■ **КОРОТКАЯ ЗАДАЧА 1**
Воспроизведите дословно часть текста о масочном скандале, начиная со слов «Это заставило меня» и заканчивая словами «это тоже несвобода?».
■ **КОРОТКАЯ ЗАДАЧА 2**
Продублируйте без изменений строки списка, начиная со строки, где есть «Autonomous forklift vision pipeline — detect the girl's face», и заканчивая строкой, где есть «321,891,365,961», включая обе.

Недавно я присутствовала при масочном скандале у кассы продуктового магазина. Подтянутый господин средних лет размахивал какими-то корочками перед носом у испуганной кассирши, предложившей ему надеть «масочку», и кричал, что сейчас вызывает полицию, так как нарушены его права потребителя. Мол, никто ничего ему навязывать права не имеет и сейчас он позовет кого надо, чтоб кассиршу приструнили. На все просьбы и объяснения он гордо отвечал, что он «не стадо и быть стадом не собирается».
Мой отчет об этом на моей странице в фейсбуке вызвал настоящий взрыв комментариев, причем немалая их часть поддерживала не желавшего быть «стадом» господина.
Спущенное сверху правило ношения масок в общественных местах — покушение на нашу свободу, писали мне.
Это заставило меня (не в первый раз, разумеется) задуматься о том, что такое для нас свобода. Носить маски, которые, возможно (да, не наверняка, а возможно), защитят нас и других во время эпидемии — это несвобода? А точно так же навязанные правила дорожного движения, которые тоже, только возможно, защитят нас и других от увечья — это тоже несвобода?

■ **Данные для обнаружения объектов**
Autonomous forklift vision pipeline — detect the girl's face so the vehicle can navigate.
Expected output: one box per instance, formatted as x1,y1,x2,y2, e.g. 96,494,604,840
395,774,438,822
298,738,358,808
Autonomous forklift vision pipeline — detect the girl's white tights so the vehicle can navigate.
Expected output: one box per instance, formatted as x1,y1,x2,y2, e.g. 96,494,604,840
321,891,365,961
* * *
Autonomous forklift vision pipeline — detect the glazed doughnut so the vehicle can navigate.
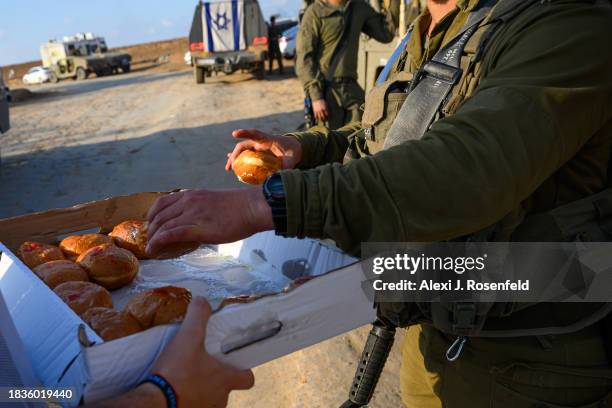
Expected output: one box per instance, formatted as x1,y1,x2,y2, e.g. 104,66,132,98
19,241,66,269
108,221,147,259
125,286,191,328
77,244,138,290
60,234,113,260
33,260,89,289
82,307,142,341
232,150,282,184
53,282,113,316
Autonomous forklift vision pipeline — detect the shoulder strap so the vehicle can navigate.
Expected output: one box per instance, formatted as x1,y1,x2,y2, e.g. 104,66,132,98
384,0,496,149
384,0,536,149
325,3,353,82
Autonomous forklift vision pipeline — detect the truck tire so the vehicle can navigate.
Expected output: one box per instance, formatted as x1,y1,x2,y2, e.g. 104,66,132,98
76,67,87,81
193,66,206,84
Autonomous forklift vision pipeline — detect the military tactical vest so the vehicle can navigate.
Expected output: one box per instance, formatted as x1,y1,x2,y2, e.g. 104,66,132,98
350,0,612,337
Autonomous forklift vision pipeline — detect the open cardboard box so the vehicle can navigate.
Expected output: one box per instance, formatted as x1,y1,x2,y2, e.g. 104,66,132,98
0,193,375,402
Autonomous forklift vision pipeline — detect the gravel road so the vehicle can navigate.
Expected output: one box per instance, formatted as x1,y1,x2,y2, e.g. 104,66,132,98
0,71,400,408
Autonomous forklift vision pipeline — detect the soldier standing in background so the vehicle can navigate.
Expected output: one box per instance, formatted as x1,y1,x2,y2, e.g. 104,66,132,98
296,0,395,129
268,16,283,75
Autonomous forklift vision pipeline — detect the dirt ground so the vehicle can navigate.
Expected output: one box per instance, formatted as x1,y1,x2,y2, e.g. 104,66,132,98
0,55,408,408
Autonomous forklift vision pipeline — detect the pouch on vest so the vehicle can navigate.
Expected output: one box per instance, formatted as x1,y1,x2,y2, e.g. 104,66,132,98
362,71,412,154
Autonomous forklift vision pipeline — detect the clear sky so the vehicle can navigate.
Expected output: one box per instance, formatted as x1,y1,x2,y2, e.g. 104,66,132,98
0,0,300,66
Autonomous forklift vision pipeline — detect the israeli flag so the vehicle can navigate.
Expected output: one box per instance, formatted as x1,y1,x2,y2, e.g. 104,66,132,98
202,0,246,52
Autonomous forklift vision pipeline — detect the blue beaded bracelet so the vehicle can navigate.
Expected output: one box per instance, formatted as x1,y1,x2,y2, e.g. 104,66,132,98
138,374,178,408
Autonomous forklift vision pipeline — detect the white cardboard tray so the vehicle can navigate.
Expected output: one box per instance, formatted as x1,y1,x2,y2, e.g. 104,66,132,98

■ **ПОЛНОЕ РЕШЕНИЕ 1**
Это заставило меня (не в первый раз, разумеется) задуматься о том, что такое для нас свобода. Носить маски, которые, возможно (да, не наверняка, а возможно), защитят нас и других во время эпидемии — это несвобода? А точно так же навязанные правила дорожного движения, которые тоже, только возможно, защитят нас и других от увечья — это тоже несвобода?

■ **ПОЛНОЕ РЕШЕНИЕ 2**
Autonomous forklift vision pipeline — detect the girl's face so the vehicle can navigate.
Expected output: one box per instance, formatted as x1,y1,x2,y2, e.g. 96,494,604,840
395,774,438,822
298,738,358,808
Autonomous forklift vision pipeline — detect the girl's white tights so the vehicle can navigate.
Expected output: one box per instance, formatted as x1,y1,x2,y2, e.g. 96,494,604,840
321,891,365,961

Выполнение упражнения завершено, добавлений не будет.